--- START ---

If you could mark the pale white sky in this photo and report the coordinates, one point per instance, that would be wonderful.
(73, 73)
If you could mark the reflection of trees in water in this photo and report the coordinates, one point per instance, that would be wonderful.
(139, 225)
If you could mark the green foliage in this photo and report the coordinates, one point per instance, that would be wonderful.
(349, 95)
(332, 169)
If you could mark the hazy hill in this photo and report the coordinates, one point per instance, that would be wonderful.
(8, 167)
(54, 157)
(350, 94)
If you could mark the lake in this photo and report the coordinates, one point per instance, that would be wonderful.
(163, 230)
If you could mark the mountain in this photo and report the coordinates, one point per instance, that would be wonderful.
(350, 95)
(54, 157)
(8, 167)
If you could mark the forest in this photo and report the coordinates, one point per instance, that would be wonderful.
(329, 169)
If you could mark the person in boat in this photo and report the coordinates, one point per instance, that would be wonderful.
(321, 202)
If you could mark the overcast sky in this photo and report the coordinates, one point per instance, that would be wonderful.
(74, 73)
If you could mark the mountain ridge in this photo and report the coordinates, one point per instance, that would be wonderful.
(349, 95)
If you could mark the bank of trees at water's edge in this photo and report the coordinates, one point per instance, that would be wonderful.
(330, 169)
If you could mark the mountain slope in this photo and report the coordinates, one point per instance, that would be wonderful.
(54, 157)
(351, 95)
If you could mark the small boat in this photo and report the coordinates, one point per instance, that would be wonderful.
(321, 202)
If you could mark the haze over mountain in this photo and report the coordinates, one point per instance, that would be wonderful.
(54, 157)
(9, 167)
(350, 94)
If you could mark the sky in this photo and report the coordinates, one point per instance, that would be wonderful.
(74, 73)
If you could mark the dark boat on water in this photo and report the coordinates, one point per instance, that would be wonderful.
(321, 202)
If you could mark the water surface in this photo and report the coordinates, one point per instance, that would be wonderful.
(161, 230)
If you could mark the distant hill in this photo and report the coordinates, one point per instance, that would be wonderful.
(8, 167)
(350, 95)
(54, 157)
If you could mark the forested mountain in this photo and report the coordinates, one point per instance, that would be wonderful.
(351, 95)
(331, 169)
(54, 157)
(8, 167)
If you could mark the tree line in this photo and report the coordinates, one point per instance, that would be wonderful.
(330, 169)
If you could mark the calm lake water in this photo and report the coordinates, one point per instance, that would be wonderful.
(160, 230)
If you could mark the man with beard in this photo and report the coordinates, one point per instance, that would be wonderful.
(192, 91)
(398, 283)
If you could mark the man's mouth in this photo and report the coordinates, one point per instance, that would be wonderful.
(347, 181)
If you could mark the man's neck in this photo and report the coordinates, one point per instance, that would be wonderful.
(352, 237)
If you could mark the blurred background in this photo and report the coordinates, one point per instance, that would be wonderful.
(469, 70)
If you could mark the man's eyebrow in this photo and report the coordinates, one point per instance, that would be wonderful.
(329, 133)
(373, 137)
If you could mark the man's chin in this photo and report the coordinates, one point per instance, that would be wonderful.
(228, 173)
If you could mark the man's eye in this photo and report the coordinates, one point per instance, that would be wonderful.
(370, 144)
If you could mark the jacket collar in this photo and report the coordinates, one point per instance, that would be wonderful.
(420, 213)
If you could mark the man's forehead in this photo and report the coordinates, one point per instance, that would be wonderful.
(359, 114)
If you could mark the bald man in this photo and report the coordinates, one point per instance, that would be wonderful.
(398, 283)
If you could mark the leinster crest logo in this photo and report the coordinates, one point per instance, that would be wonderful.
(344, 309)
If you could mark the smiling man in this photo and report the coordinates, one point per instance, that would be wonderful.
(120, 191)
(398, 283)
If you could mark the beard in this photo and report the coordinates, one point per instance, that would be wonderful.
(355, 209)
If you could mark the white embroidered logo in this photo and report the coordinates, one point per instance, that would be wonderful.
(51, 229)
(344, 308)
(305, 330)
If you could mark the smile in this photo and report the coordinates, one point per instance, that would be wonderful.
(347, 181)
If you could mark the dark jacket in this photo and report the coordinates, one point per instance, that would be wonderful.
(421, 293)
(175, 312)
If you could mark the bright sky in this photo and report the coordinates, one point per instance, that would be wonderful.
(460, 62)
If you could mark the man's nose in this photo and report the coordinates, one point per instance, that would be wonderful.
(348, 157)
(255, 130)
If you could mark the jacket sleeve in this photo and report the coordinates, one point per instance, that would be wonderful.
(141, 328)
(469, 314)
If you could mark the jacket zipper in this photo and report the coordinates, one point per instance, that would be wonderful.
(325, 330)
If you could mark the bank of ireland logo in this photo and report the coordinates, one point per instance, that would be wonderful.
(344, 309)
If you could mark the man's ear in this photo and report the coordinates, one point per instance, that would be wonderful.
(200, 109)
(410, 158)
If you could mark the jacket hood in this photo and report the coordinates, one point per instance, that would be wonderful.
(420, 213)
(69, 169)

--- END ---

#### Task description
Write out again every entry above, exactly as given.

#### Exercise response
If you could mark the pale white sky in this photo and report the coordinates, one point per instance, that would be wonderful.
(73, 73)
If you could mark the reflection of trees in water in this photo and report the coordinates, one point per instance, that would be wonderful.
(139, 225)
If you could mark the green foliage in this photo and report the coordinates, one point per instance, that would be wonderful.
(349, 95)
(332, 169)
If you could mark the hazy hill in this photo and report the coordinates, one point per instance, that would be wonderful.
(8, 167)
(54, 157)
(350, 94)
If you could mark the lake in this photo and report the coordinates, one point per instance, that would be wonderful.
(163, 230)
If you could mark the mountain in this photo and report the coordinates, one point per instance, that would be wonderful.
(350, 95)
(54, 157)
(8, 167)
If you could mark the forest in this photo and report the coordinates, one point per instance, that would be wonderful.
(329, 169)
If you could mark the person in boat in this photo and report the coordinates, one point per instance, that would be wonderful.
(321, 202)
If you could mark the overcast sky in this photo and report the coordinates, one point per instance, that would be wonderful.
(74, 73)
If you could mark the mountain ridge in this photo and report the coordinates, one point per instance, that would be wonderful.
(349, 95)
If you could mark the bank of trees at water's edge in this photo and report the coordinates, one point per instance, that would be wonderful.
(330, 169)
If you could mark the mountain slope in this photo and report the coordinates, one point per instance, that would be wonderful.
(54, 157)
(351, 95)
If you could mark the small boat in this photo and report the coordinates, one point per instance, that would be wonderful.
(321, 202)
If you could mark the haze over mountain in this photo and report the coordinates, one point per instance, that would be wonderful.
(54, 157)
(9, 167)
(350, 94)
If you could mark the sky in this photo and report the coordinates, one point per instance, that would be wonderful.
(74, 73)
If you could mark the dark boat on water in this photo and report the coordinates, one point per instance, that would be wonderful.
(321, 202)
If you could mark the water surface in this photo and report the coordinates, one point per instance, that would be wonderful.
(161, 230)
If you could mark the distant hill in this photo and report the coordinates, one point per instance, that would be wonderful.
(8, 167)
(350, 95)
(54, 157)
If you could mark the forested mountain in this photo and report the coordinates, one point per instance, that would be wonderful.
(351, 95)
(331, 169)
(54, 157)
(8, 167)
If you could mark the tree line in this photo and report the coordinates, one point per instance, that would be wonderful.
(330, 169)
If you could mark the calm lake water in this photo and report the coordinates, one point per instance, that would be wonderful.
(160, 230)
If you could mark the man with beard in this photo and report the coordinates, one point per instance, that would be wonderful.
(192, 91)
(398, 283)
If you could mark the man's mouth in this photo and report the coordinates, one point per instance, that would be wonderful.
(347, 181)
If you could mark the man's neck in this photo and report the coordinates, one point per instance, that would be wonderful.
(352, 237)
If you could mark the blurred background in this photo and report the coordinates, one point per instance, that would be wonderful.
(469, 70)
If you could mark the man's eyebrow in this photo and report the coordinates, one point per instance, that would be wonderful.
(329, 133)
(373, 137)
If you could mark the man's chin in this photo and report the coordinates, one point per instance, that would be wonderful.
(228, 173)
If you could mark the man's eye in this photo and report the coordinates, one point per instance, that would be wonderful.
(370, 144)
If you could mark the jacket collar in this photo and report the coordinates, one point per instance, that would be wonderful.
(420, 213)
If you could mark the man's forehead in this photo and report the coordinates, one point per instance, that would be wonderful.
(359, 114)
If you could mark the bald man in this photo and report the coordinates, one point per instance, that would be wonderful.
(398, 283)
If you could mark the leinster crest logo in this photo and report the coordinates, one point per instance, that would be wonderful.
(344, 309)
If you could mark the smiling man in this photo and report the coordinates, one point per instance, that would be wonderful.
(120, 191)
(398, 283)
If you could mark the beard in this photo and report the coordinates, one point per instance, that would be wonderful.
(355, 209)
If you could mark the white embroidered logo in this photo and report the coordinates, one point per instance, that would be wonderful.
(51, 229)
(344, 308)
(305, 330)
If you could mark the smile in this photo and report the coordinates, one point per instance, that would be wonderful.
(347, 181)
If you could mark the dark jacket in this photo and report the coordinates, one point per instance, that would be wonderful.
(421, 293)
(175, 312)
If you could mark the bright sky in this photo and report the coordinates, one point per instance, that would be wonderful.
(460, 62)
If you could mark the man's nose in this photo and report the coordinates, one point per instance, that would be wonderful.
(348, 157)
(255, 130)
If you could mark the jacket sleeve in this photo and report the coordinates, one point per instance, that would be wonderful.
(141, 328)
(469, 314)
If you could mark the jacket zipper in this photo and report the coordinates, one point per instance, that would be wonderful.
(325, 330)
If you could mark the bank of ireland logo in this photo and report the coordinates, one point per instance, that would be wonderful.
(344, 309)
If you could mark the man's ear in this photo and report the coordinates, one point per instance, that would be wonderful.
(200, 109)
(410, 158)
If you could mark the jacket hood in this photo and report the coordinates, one point per instance, that would be wonderful.
(420, 213)
(69, 169)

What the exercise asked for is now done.